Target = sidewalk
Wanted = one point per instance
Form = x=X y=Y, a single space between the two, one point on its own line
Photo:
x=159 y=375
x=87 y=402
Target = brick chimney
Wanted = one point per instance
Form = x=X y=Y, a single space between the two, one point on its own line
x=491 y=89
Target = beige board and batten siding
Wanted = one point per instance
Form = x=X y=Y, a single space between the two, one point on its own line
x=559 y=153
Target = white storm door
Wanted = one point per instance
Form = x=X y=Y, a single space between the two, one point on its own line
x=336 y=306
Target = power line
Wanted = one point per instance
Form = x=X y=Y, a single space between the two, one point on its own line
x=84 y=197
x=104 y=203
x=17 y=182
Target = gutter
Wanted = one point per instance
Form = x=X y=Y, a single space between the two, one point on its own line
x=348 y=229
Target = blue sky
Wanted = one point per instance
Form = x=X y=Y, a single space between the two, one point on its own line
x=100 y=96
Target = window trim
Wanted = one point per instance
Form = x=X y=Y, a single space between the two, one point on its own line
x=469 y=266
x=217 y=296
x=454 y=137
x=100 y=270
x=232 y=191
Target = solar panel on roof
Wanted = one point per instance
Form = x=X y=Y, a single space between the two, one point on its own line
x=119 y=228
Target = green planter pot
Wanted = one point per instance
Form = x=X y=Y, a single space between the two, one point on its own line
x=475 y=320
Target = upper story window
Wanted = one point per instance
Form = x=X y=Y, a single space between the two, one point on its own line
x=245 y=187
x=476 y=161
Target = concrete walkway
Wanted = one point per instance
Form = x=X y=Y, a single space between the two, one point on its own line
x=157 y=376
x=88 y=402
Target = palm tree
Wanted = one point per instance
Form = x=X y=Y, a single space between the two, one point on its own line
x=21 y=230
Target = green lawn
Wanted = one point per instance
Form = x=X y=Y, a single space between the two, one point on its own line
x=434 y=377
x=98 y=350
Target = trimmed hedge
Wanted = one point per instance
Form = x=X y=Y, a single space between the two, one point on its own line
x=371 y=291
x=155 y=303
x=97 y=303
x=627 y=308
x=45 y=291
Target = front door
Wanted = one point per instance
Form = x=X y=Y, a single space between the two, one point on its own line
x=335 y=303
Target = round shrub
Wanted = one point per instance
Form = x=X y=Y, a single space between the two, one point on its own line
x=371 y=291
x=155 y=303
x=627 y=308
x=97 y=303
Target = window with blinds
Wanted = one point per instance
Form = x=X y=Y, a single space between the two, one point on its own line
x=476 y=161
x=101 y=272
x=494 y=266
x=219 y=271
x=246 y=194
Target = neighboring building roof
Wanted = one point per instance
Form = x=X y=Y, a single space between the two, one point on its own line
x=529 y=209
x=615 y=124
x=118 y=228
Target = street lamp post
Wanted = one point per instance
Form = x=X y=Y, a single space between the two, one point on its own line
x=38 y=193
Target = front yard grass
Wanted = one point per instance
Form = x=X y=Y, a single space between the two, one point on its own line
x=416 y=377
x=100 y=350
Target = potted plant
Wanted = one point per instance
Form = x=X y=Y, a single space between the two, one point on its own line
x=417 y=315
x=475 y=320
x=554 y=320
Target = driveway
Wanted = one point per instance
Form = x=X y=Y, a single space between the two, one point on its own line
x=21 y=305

_Goal of the exercise_:
Arrange every line of the listing above as a numbered list, leaving out blank lines.

_Solved problem_:
1. Target = sidewalk
2. Wanted = one point per instance
3. Form = x=X y=Y, a single space between the two, one point on its own line
4. Photo:
5. x=159 y=375
6. x=87 y=402
7. Target = brick chimney
8. Wanted = one point per instance
9. Form = x=X y=Y, a single space between the two, one point on its own line
10. x=491 y=89
11. Target = beige board and batten siding
12. Wanted = one point per instance
13. Form = x=X y=Y, a single space between the two, one point on its own line
14. x=559 y=153
15. Target = white storm door
16. Wanted = one point per instance
17. Form = x=X y=Y, a single space between the two, one point on its own line
18. x=336 y=306
19. Target = power line
20. Wanted = one point per instance
21. Form = x=X y=Y, a single space between the two, one point on its own line
22. x=84 y=197
23. x=104 y=203
24. x=17 y=182
25. Target = gutter
26. Wanted = one point per instance
27. Form = x=X y=Y, a single space between the two, one point on its own line
28. x=348 y=229
29. Target = blue sky
30. Wanted = one point per instance
31. Form = x=X y=Y, a single space between the two, one point on its own line
32. x=100 y=96
33. Target = window trim
34. Wanted = one point per instance
35. Form = x=X y=Y, a single space between the two, one point on its own line
36. x=469 y=266
37. x=217 y=296
38. x=454 y=137
39. x=100 y=270
40. x=232 y=191
41. Target = solar panel on roof
42. Wanted = one point per instance
43. Form = x=X y=Y, a single space between the two, one point on its own line
44. x=119 y=228
45. Target = green planter pot
46. Wanted = one point per instance
47. Form = x=X y=Y, a single space between the two, one point on its own line
48. x=475 y=320
49. Target = upper story window
50. Wanted = one point per instance
51. Form = x=X y=Y, a single space between the two, one point on its own line
52. x=245 y=187
53. x=476 y=161
54. Target = concrete walkway
55. Wanted = one point per instance
56. Form = x=X y=Y, a single space between the two, one point on its own line
57. x=157 y=376
58. x=88 y=402
59. Target = palm tree
60. Wanted = one point per instance
61. Form = x=X y=Y, a single space between the two, one point on its own line
62. x=21 y=230
63. Target = green lawn
64. Wanted = one point per instance
65. Form = x=X y=Y, a single space between the two, one point on its own line
66. x=434 y=377
67. x=98 y=350
68. Target = trimmed hedge
69. Wanted = one point per instance
70. Form = x=X y=Y, a single space between the two, one point on its own line
71. x=371 y=291
72. x=155 y=303
73. x=97 y=303
74. x=627 y=308
75. x=45 y=291
76. Target = front door
77. Wanted = one point per instance
78. Form = x=X y=Y, a single space between the two, one point on its own line
79. x=335 y=303
80. Target = round shrub
81. Wanted = one point per instance
82. Form = x=X y=Y, a single space between the two, one point on its own line
83. x=371 y=291
84. x=155 y=303
85. x=627 y=308
86. x=97 y=303
87. Target = window with blinds
88. Wanted = one point per instance
89. Form = x=X y=Y, a single space between the two, one point on its own line
90. x=476 y=161
91. x=101 y=272
92. x=494 y=266
93. x=219 y=271
94. x=246 y=194
95. Target = neighboring building roof
96. Wanted = one point per instance
97. Form = x=X y=Y, a single space between the two, one point on its own line
98. x=529 y=209
99. x=615 y=124
100. x=118 y=228
101. Target = street lamp post
102. Wanted = one point per instance
103. Form = x=X y=Y, a single space between the two, one point on its own line
104. x=38 y=193
105. Target = front yard grass
106. Wanted = one point per instance
107. Form = x=X y=Y, a single space between the two, one point on its own line
108. x=416 y=377
109. x=100 y=350
110. Target = potted plant
111. Wanted = one point per instance
112. Form = x=X y=Y, a single space between the two, one point on its own line
113. x=417 y=315
114. x=475 y=320
115. x=554 y=320
116. Target = driveway
117. Wanted = one point per instance
118. Form = x=X y=Y, a single space between the two, one point on its own line
119. x=21 y=305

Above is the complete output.